Entries from a dataset
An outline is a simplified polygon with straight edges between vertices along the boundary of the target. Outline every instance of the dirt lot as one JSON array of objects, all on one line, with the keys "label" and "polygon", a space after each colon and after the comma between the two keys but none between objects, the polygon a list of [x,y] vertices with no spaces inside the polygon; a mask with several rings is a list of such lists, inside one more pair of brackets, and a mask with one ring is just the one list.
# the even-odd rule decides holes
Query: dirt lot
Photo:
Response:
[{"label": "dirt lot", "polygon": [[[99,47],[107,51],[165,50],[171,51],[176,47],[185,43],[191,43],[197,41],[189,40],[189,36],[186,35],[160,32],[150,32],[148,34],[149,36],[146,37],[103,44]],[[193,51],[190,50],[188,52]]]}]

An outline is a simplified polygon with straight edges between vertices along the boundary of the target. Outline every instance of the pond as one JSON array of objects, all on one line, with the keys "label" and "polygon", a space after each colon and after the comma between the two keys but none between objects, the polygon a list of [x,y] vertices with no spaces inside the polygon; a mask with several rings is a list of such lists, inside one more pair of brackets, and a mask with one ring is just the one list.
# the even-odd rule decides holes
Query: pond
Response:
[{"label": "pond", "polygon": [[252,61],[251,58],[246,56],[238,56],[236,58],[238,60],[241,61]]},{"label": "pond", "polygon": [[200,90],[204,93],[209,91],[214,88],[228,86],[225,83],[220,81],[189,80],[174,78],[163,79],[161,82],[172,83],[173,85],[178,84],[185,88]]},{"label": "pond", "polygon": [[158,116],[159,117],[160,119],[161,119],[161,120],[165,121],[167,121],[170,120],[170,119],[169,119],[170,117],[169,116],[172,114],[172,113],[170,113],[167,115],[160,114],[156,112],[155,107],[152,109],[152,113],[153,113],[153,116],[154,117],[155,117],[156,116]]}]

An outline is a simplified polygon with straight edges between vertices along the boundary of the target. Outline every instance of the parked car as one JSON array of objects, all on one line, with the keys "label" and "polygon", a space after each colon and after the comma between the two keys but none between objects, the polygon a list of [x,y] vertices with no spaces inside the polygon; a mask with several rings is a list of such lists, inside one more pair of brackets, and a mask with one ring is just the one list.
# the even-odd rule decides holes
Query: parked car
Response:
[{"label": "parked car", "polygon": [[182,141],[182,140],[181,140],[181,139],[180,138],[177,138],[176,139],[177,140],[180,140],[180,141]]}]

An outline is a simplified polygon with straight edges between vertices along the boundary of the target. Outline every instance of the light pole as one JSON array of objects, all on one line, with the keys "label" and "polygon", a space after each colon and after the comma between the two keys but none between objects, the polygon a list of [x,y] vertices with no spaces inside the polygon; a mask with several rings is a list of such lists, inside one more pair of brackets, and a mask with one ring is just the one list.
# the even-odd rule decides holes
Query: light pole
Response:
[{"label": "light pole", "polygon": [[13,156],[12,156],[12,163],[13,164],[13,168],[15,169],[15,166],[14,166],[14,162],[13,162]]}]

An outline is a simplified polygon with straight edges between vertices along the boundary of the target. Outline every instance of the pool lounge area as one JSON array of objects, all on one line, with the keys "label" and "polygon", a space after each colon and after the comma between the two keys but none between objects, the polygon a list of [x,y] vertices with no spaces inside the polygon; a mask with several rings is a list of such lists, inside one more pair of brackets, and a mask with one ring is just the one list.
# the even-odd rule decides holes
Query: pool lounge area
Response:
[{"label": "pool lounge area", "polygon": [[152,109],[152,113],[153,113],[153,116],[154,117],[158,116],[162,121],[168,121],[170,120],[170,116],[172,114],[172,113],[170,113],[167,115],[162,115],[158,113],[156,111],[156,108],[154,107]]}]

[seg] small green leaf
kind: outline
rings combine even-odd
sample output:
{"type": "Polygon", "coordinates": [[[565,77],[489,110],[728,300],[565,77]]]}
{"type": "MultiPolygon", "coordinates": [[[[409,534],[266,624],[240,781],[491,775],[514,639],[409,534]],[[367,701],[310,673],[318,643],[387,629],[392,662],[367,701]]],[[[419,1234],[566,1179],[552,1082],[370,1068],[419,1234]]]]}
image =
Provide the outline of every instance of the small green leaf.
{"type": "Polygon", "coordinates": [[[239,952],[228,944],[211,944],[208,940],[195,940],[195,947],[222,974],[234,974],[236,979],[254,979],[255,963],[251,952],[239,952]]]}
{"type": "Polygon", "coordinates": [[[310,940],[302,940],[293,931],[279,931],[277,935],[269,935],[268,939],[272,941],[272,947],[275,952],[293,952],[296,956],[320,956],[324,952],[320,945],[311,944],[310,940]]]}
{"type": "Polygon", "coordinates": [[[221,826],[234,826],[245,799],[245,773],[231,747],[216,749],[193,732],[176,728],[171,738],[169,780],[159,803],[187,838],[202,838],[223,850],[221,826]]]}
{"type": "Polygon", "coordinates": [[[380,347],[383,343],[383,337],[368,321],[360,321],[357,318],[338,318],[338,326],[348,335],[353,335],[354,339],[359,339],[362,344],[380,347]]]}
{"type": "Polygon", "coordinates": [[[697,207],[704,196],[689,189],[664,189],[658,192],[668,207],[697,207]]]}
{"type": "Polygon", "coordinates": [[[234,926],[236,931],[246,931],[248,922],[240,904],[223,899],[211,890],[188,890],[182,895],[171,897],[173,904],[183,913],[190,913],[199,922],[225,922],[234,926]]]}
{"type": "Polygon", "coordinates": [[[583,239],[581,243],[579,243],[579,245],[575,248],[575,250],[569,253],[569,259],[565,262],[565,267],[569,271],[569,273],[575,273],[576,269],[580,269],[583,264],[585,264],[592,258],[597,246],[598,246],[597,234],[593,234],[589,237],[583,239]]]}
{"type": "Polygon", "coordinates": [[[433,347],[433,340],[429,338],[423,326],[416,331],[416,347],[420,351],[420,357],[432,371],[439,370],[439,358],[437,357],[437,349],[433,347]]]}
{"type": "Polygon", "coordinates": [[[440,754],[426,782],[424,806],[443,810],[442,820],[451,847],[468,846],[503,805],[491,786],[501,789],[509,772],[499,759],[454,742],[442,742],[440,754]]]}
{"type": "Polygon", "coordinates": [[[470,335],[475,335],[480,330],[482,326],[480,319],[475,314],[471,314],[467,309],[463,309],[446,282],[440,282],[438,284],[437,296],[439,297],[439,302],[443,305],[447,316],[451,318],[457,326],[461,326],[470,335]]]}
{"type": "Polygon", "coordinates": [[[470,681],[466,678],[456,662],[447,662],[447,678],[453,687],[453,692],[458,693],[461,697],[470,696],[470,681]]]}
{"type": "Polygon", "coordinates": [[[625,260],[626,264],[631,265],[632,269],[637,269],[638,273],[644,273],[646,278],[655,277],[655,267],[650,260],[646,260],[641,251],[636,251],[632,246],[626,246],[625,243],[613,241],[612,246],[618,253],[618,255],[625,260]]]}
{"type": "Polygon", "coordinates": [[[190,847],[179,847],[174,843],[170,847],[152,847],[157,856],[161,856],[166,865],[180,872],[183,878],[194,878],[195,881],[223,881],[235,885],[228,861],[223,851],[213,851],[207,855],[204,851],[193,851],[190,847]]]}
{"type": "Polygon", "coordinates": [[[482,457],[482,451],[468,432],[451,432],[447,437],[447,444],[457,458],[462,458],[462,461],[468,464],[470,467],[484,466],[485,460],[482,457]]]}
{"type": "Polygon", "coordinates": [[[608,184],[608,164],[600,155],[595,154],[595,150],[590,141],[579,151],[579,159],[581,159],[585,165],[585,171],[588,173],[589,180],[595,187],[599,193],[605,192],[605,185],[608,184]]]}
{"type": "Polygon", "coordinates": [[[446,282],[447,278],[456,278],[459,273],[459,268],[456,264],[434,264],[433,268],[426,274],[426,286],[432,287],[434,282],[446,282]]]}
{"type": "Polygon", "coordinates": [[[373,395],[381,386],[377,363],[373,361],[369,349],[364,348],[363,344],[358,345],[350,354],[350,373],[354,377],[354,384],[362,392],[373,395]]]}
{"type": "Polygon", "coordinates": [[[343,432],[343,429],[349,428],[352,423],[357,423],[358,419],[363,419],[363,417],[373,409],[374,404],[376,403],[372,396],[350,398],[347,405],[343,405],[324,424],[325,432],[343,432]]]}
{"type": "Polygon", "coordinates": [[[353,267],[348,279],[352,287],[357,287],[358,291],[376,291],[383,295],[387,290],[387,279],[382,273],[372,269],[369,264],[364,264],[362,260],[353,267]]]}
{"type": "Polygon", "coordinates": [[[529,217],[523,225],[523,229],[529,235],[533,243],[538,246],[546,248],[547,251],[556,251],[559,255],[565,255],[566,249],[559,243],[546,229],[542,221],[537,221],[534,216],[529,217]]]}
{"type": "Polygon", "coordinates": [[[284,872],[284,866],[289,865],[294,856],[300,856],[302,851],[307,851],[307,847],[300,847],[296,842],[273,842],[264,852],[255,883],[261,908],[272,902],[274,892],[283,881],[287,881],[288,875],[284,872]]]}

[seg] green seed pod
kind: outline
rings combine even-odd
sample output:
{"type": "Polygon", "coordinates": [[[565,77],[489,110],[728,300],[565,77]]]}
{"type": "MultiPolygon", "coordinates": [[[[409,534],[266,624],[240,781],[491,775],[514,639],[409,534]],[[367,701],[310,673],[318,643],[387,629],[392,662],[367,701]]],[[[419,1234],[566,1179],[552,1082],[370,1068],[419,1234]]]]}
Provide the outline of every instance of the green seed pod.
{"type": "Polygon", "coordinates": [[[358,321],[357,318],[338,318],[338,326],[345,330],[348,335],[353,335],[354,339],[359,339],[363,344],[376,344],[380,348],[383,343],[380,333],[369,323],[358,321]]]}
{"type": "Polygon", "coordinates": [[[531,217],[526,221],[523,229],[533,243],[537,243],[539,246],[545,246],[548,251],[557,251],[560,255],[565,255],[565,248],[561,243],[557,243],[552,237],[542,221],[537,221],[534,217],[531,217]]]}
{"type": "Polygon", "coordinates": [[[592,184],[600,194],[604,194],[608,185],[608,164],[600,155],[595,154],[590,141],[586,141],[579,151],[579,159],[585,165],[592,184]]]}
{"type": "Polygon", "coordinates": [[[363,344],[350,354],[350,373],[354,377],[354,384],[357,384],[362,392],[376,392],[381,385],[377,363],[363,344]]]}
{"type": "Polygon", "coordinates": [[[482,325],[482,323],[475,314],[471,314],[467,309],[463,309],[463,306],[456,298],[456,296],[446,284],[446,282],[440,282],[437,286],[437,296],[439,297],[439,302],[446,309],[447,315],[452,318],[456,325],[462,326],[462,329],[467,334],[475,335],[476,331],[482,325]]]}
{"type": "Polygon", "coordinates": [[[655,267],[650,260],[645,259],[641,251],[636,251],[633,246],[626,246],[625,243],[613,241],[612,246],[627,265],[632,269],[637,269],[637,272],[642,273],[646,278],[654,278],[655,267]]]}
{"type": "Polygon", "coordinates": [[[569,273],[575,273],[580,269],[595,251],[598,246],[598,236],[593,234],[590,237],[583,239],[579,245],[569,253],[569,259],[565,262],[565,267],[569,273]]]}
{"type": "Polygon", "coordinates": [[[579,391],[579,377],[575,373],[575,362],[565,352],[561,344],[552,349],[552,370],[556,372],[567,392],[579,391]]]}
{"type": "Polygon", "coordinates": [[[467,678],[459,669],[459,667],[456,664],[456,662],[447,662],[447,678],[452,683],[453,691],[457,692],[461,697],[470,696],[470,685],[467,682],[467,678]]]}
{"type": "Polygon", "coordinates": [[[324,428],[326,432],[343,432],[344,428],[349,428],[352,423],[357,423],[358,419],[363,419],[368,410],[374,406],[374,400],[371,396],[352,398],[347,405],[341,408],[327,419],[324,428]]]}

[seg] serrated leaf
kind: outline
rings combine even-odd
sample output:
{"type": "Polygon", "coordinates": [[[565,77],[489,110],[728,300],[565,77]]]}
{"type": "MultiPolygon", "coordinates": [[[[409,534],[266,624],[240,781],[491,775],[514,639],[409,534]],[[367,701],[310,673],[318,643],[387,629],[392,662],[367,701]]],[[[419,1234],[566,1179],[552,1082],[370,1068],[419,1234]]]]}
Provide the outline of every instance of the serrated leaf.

▶ _Aim_: Format the lines as a numbered list, starting at the line that contains "[seg] serrated leaf" and continuing through the last line of the entries. Leave out any blank lines.

▶ _Exercise response_:
1. [seg] serrated leaf
2. kind: outline
3. rings combine even-odd
4. sample output:
5. {"type": "Polygon", "coordinates": [[[565,77],[489,110],[728,300],[565,77]]]}
6. {"type": "MultiPolygon", "coordinates": [[[[409,534],[266,624],[240,781],[491,775],[514,639],[409,534]],[[367,701],[310,673],[318,643],[387,629],[392,662],[367,701]]],[[[419,1234],[566,1179],[552,1082],[370,1068],[419,1234]]]]}
7. Provide the outline of every instance of the serrated leaf.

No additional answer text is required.